§ CONSIGNE: D'après l'extrait sur Schumpeter, quelle crise a souvent été présentée comme le triomphe des idées de Keynes ?

§ EXTRAIT FOURNI:
#####

Schumpeter était convaincu de l'efficacité supérieure du capitalisme pour créer à long terme des richesses et augmenter le bien-être de l'humanité. Et ils qualifiaient ceux qui niaient ces succès de « stupides, ignorants ou irresponsables ». Mais il était aussi persuadé que le capitalisme ne pourrait survivre, notamment parce que les citoyens, au fur et à mesure que leur niveau de vie progresse, supportent de moins en moins cette instabilité et ce sentiment d'insécurité qui lui sont inhérents. Qu'ils réclameraient de plus en plus un système en apparence plus protecteur et plus stable, de plus en plus d'Etat, c'est-à-dire de socialisme. On a beaucoup dit que la crise des subprimes marquait le triomphe des idées de Keynes. Il se pourrait qu'elle soit, bien plus encore, celui des analyses de Schumpeter.

#####

Entrées enregistrées du jeu de données
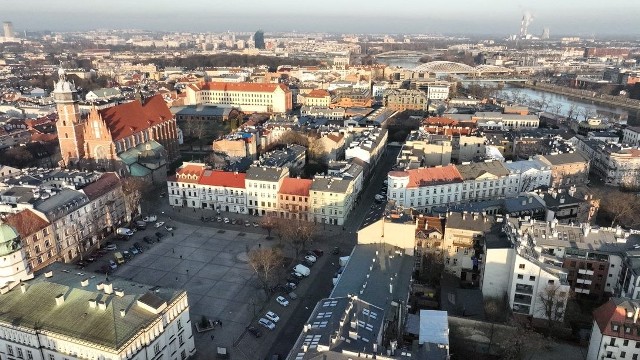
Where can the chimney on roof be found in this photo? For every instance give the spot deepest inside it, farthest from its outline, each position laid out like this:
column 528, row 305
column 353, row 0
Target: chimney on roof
column 60, row 299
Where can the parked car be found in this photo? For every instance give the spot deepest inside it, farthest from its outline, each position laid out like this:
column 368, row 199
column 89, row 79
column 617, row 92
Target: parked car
column 272, row 316
column 254, row 331
column 282, row 301
column 293, row 280
column 267, row 323
column 150, row 218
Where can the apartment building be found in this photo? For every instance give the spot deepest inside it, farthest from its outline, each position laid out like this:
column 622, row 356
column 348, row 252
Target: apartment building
column 316, row 97
column 631, row 136
column 64, row 315
column 368, row 145
column 463, row 242
column 262, row 187
column 412, row 101
column 614, row 333
column 245, row 96
column 531, row 277
column 567, row 169
column 294, row 198
column 615, row 164
column 424, row 150
column 332, row 199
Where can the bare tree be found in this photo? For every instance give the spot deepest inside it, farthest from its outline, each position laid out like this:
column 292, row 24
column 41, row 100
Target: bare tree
column 133, row 189
column 552, row 301
column 265, row 263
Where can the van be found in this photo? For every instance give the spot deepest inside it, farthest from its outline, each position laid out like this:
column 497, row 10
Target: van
column 302, row 270
column 119, row 258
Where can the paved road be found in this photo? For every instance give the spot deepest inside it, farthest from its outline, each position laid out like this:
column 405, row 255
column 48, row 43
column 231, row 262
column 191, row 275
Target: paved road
column 322, row 284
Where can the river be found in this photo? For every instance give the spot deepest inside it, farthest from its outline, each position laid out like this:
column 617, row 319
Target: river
column 563, row 105
column 560, row 104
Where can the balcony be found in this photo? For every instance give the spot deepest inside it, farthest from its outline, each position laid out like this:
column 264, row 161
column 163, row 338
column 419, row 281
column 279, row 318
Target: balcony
column 524, row 289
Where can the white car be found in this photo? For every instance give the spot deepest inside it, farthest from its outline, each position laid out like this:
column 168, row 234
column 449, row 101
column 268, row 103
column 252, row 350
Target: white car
column 272, row 316
column 150, row 218
column 267, row 323
column 282, row 301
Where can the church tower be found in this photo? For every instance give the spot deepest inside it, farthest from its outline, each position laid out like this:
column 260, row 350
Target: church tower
column 69, row 124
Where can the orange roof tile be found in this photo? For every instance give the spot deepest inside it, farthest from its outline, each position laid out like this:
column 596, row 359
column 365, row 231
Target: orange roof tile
column 295, row 186
column 127, row 119
column 318, row 93
column 244, row 86
column 190, row 173
column 614, row 312
column 222, row 178
column 430, row 176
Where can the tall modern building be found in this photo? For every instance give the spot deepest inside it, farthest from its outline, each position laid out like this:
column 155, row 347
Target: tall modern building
column 8, row 30
column 258, row 38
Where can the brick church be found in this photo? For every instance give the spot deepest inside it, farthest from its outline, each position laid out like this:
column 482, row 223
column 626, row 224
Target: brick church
column 138, row 138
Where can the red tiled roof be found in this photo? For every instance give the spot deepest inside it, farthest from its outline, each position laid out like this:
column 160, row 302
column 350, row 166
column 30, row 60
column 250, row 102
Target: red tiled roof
column 295, row 186
column 189, row 173
column 245, row 86
column 614, row 311
column 430, row 176
column 223, row 178
column 26, row 222
column 318, row 93
column 106, row 183
column 126, row 119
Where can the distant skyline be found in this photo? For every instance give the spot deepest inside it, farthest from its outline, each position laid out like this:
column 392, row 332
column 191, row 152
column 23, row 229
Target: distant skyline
column 496, row 17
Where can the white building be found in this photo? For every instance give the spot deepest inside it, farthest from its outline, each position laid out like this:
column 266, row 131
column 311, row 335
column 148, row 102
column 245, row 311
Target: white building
column 262, row 186
column 247, row 97
column 631, row 136
column 533, row 277
column 437, row 91
column 67, row 316
column 614, row 334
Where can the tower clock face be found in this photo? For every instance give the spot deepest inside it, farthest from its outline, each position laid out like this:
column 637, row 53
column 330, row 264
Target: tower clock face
column 100, row 152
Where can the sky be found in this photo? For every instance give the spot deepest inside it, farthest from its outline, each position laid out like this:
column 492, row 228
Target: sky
column 481, row 17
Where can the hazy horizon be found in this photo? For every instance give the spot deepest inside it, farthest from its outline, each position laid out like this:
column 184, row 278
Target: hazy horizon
column 497, row 17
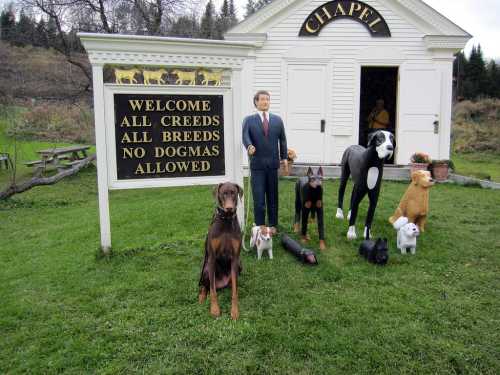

#####

§ RÉPONSE RÉDIGÉE: La crise des subprimes.